-- RECORDS FOR PROCESSING start --

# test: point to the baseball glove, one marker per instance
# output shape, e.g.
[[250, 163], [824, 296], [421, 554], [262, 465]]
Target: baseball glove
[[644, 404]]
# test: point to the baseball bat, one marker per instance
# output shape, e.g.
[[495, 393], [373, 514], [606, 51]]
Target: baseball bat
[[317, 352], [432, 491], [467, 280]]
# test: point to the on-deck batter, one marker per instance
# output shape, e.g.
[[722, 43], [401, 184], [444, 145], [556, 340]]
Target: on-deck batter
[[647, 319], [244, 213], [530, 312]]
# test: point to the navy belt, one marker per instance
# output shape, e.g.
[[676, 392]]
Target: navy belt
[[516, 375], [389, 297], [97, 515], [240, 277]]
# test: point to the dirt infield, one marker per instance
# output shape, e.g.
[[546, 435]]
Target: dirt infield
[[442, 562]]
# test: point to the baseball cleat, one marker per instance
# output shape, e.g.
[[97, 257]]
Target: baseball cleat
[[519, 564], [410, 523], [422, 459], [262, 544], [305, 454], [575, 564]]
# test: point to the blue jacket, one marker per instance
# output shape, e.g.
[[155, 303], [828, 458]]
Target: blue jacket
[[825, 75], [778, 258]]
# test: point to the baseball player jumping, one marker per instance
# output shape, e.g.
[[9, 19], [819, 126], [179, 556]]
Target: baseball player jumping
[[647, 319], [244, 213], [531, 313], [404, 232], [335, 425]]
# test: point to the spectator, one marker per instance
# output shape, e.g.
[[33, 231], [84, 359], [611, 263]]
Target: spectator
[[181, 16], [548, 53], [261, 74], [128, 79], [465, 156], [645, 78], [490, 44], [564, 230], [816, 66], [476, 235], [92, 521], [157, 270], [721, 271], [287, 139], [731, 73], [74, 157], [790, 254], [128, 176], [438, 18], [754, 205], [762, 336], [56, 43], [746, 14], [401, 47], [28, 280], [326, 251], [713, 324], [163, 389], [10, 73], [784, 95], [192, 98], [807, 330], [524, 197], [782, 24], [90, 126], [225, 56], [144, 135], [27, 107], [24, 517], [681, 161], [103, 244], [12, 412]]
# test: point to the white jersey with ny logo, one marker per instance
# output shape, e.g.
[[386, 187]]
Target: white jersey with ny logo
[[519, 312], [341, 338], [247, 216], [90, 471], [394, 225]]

-- RECORDS FOR PROCESSING end --

> TO BE DONE:
Reproduce every line of the material above without any changes.

> EXPECTED ANSWER:
# test: point to the baseball glove, one marker per instance
# output shape, e.g.
[[250, 163], [824, 296], [421, 554], [262, 465]]
Target: baseball glove
[[644, 404]]
# test: point to the baseball bat, one marker per instance
# output shape, e.g.
[[495, 393], [373, 514], [606, 51]]
Target: baseball bat
[[317, 352], [432, 491], [467, 280]]
# test: point to the on-deck batter, one marker per instance
# output shape, e.g.
[[722, 43], [401, 184], [444, 145], [556, 340]]
Target: on-deck batter
[[647, 319], [244, 213], [530, 312]]
# test: point to the navy belt, one marker per instance
# output shape, e.g.
[[676, 392]]
Target: navy belt
[[516, 375], [389, 297], [97, 515], [240, 277]]
# test: point to the dirt infield, one marker per instance
# output shape, e.g.
[[546, 435]]
Target: dirt infield
[[442, 562]]
# test: point to the baseball cleat, one marker per instance
# output shape, e.g.
[[97, 257]]
Target: baseball cleat
[[519, 564], [410, 523], [422, 459], [262, 544], [305, 454], [575, 564]]
# test: point to the blue jacket, one marker per instance
# output shape, e.g.
[[155, 303], [828, 458]]
Target: blue jacket
[[825, 75], [778, 258]]
# test: point to the baseball player jumping, one marker per instance
# output shape, e.g.
[[9, 19], [819, 126], [179, 556]]
Target: baseball player jumping
[[647, 319], [244, 213], [531, 313], [404, 232], [335, 425]]
# test: point to the spectator, one marker per instance
# output shape, e.g.
[[33, 231], [84, 359], [611, 263]]
Target: spectator
[[181, 16], [548, 53], [261, 74], [128, 79], [465, 156], [645, 78], [490, 44], [564, 230], [816, 66], [476, 235], [92, 521], [157, 270], [721, 271], [287, 139], [731, 73], [74, 157], [790, 254], [128, 176], [438, 18], [754, 205], [762, 336], [56, 43], [746, 14], [401, 47], [28, 280], [326, 251], [713, 324], [163, 389], [10, 73], [784, 95], [192, 98], [807, 330], [524, 197], [782, 24], [90, 126], [225, 56], [144, 135], [27, 107], [24, 517], [681, 161], [103, 244], [12, 412]]
# test: point to the white jersey with ny logo, one marker per instance
# output shape, e.g.
[[386, 187]]
Target: white jersey with ny logo
[[519, 312], [341, 338], [247, 216], [90, 471], [394, 225]]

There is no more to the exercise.